Extrait du texte:
Lorsque j’écoute des singles de jungle ou de rave qui sont souvent plus vieux que moi, ma joie passe aussi justement par la contextualisation subjective que permet la section commentaires de YouTube. S’y dévoile tout un ensemble de récits très précis et touchants de personnes qui relatent le moment précis où ils ont découvert certains morceaux, comment ça a changé leur vie et ça m’émeut grave sans que ce soit nostalgique ou mélancolique, du genre « wow, j’aurais tellement aimé avoir 25 ans en 1994 plutôt qu’en 2024… » C’est plutôt que la plupart du temps en musique on reste un peu comme des cons avec notre émotion et là, le temps de la lecture des commentaires sous un morceau qui nous bouleverse, notre plaisir semble absolument universel, partagé entre toustes. 

Ces commentaires dont la concision fructueuse a une portée poétique, parce que sensible et située, parfois renversante, sont aussi un témoignage parallèle de ces années-là ; véritablement incarnés par une individualité. Un exemple, ces mots de @EdiDrums sous un morceau que je n’ai pas réussi à retrouver, n’ayant conservé qu’une simple capture d’écran : « Rushed shower after school, scoff some Sainsbury’s oven pizza, grab a Stella from under the stairs, a spray of deodorant, out the door and quick-step to the tube feeling nervous and excited about the rave to come. Bagleys / SW1 / Coliseum / Charlie Brown’s / Club Space / Coronet / Chocolate Bar / Emporium / Leisure Lounge / Gass Club (Never made it to Eros Enfield, Faces Gants Hill, Destiny Watford or Purple E3!). Night lights of London city twinkling. Scary queuing in the cold – might get ID’s ; dress code might be well strict. Fellows looking dapper and serious, ladies looking sexy and serious. 1998 though. Who needed a mobile phone ? »

Un autre exemple, une autre époque. Cette fois-ci à propos d’un morceau complètement maléfique de Zomby où @BrandinMerritt estime que : « This captures getting high in fall 2008 then getting on a bus travelling to another friend’s house to get high. » Des mots plus prosaïques certes, mais dont la précision complètement arbitraire laisse coi avant de finir par devenir une évidence, une vérité sans réserve.  

En lisant ces commentaires, j’ai vraiment l’impression d’acquérir un surplus de sensations, de sensible, au-delà du ravissement individuel qui serait propre à mon écoute. C’est la conscience de l’autre, de l’ailleurs, du multiple, un partage, presque une conversation qui renforce mon expérience d’auditrice là où écouter un morceau sur n’importe quelle plateforme de streaming reste toujours une expérience aveugle et décontextualisée. On échappe néanmoins pas aux commentaires plutôt relous et inévitables de ceux qui se gargarisent d’avoir si bon goût en s’adressant à un interlocuteur imaginaire pour mieux se réassurer dans leurs certitudes (« toi, si tu écoutes ça, tu as très bon goût » ou bien « j’ai 19 ans, j’écoute ça en 2023 et j’adore, suis-je normal? »).

Objectif 1: Reproduisez à l'identique le passage du texte sur les commentaires YouTube qui va de « Lorsque j’écoute des » jusqu'à « partagé entre toustes. ».
Ce texte et les enregistrements n'ont aucun lien entre eux.

Données fournies:
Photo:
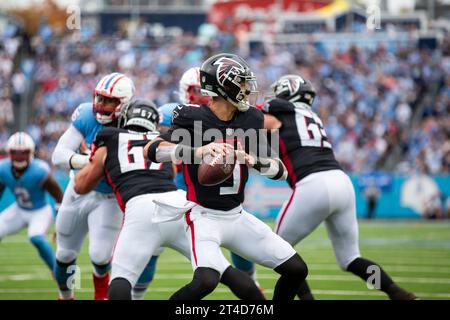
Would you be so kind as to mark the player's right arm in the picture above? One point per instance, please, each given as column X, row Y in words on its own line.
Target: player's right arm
column 165, row 149
column 87, row 178
column 65, row 153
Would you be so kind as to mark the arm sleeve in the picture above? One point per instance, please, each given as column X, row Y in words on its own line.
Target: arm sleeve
column 66, row 147
column 2, row 189
column 180, row 130
column 44, row 173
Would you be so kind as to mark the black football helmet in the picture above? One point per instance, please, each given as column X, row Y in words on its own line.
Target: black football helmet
column 141, row 116
column 229, row 76
column 294, row 88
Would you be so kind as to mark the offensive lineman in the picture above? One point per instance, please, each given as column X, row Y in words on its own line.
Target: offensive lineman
column 136, row 182
column 96, row 212
column 28, row 178
column 219, row 219
column 322, row 192
column 189, row 93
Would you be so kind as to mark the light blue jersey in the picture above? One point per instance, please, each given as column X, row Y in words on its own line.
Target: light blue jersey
column 30, row 195
column 83, row 119
column 165, row 113
column 165, row 116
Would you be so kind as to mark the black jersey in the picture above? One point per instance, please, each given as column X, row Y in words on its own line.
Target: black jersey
column 230, row 193
column 128, row 173
column 304, row 146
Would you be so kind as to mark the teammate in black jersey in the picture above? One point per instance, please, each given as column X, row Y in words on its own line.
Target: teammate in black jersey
column 118, row 154
column 218, row 219
column 321, row 190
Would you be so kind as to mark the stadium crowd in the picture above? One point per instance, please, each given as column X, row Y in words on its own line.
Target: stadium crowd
column 366, row 97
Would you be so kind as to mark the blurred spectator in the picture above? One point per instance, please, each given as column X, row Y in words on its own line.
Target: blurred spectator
column 366, row 97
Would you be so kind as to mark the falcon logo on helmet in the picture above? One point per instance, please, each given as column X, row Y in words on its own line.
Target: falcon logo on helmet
column 20, row 147
column 228, row 69
column 112, row 95
column 189, row 90
column 141, row 116
column 228, row 76
column 294, row 88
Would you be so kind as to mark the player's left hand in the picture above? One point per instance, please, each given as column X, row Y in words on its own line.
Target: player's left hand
column 244, row 157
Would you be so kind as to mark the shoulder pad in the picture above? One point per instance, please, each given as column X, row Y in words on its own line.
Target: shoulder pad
column 183, row 114
column 279, row 106
column 104, row 135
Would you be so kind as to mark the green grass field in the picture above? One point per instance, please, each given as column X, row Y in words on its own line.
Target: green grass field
column 415, row 253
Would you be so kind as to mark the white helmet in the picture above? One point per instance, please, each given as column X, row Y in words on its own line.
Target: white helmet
column 114, row 85
column 190, row 91
column 20, row 147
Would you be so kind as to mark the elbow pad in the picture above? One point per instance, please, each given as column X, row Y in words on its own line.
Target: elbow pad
column 78, row 161
column 274, row 170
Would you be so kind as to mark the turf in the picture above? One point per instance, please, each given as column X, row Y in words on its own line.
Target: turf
column 415, row 253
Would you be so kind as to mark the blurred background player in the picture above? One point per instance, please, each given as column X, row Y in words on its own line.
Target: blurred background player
column 97, row 212
column 322, row 192
column 28, row 179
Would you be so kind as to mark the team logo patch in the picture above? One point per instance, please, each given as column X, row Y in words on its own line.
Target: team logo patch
column 228, row 68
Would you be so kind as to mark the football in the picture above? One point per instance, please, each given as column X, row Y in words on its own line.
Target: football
column 215, row 170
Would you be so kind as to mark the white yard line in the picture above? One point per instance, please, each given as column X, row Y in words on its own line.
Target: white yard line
column 370, row 293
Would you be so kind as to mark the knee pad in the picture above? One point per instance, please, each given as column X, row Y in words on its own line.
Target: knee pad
column 38, row 241
column 66, row 255
column 101, row 270
column 206, row 279
column 99, row 256
column 148, row 274
column 119, row 289
column 241, row 263
column 293, row 267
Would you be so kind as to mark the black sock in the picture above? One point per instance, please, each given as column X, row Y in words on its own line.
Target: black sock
column 293, row 273
column 205, row 280
column 119, row 289
column 363, row 268
column 241, row 284
column 304, row 292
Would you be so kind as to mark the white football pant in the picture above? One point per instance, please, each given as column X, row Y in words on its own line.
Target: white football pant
column 13, row 219
column 322, row 196
column 95, row 213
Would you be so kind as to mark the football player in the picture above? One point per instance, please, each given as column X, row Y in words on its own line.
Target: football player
column 137, row 182
column 29, row 179
column 321, row 191
column 97, row 212
column 218, row 219
column 189, row 93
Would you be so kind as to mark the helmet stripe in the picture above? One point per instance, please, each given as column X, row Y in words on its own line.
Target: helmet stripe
column 112, row 87
column 110, row 79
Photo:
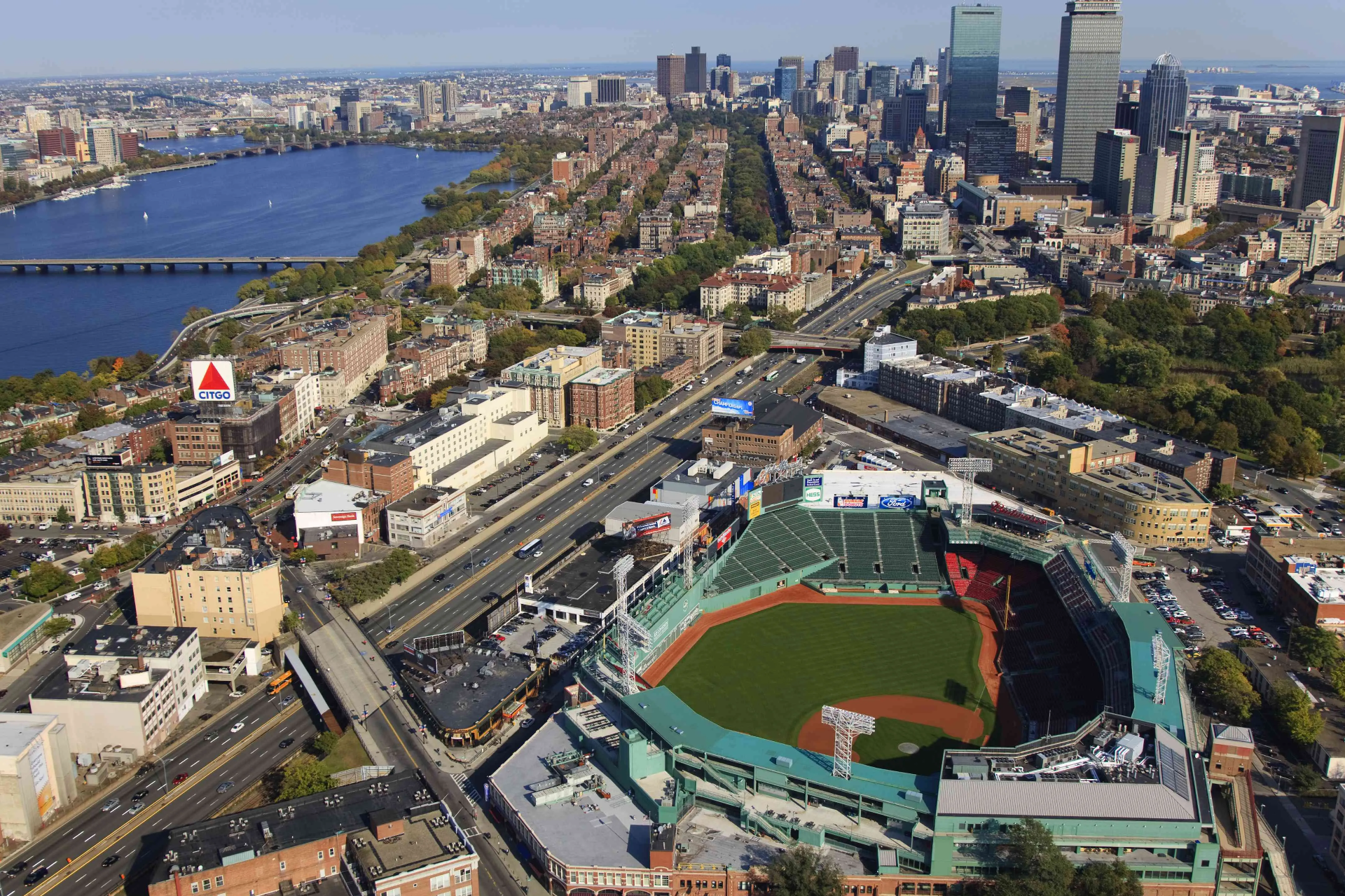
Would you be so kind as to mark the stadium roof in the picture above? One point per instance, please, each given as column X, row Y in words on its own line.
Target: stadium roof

Objectif 2: Transformez en CSV à deux colonnes, « consigne » et « réponse », les seuls enregistrements compris entre la ligne contenant « Would you be so kind as to mark the black football » et celle contenant « column 165, row 116 », bornes incluses. Chaque rangée place un texte et sa réponse dans deux champs entre guillemets, avec les sauts de ligne remplacés par des espaces.

Résultat attendu 1:
Lorsque j’écoute des singles de jungle ou de rave qui sont souvent plus vieux que moi, ma joie passe aussi justement par la contextualisation subjective que permet la section commentaires de YouTube. S’y dévoile tout un ensemble de récits très précis et touchants de personnes qui relatent le moment précis où ils ont découvert certains morceaux, comment ça a changé leur vie et ça m’émeut grave sans que ce soit nostalgique ou mélancolique, du genre « wow, j’aurais tellement aimé avoir 25 ans en 1994 plutôt qu’en 2024… » C’est plutôt que la plupart du temps en musique on reste un peu comme des cons avec notre émotion et là, le temps de la lecture des commentaires sous un morceau qui nous bouleverse, notre plaisir semble absolument universel, partagé entre toustes.

Résultat attendu 2:
consigne,réponse
"Would you be so kind as to mark the black football helmet in the picture above? One point per instance, please, each given as column X, row Y in words on its own line. Target: black football helmet","column 141, row 116 column 229, row 76 column 294, row 88"
"Would you be so kind as to mark the offensive lineman in the picture above? One point per instance, please, each given as column X, row Y in words on its own line. Target: offensive lineman","column 136, row 182 column 96, row 212 column 28, row 178 column 219, row 219 column 322, row 192 column 189, row 93"
"Would you be so kind as to mark the light blue jersey in the picture above? One point per instance, please, each given as column X, row Y in words on its own line. Target: light blue jersey","column 30, row 195 column 83, row 119 column 165, row 113 column 165, row 116"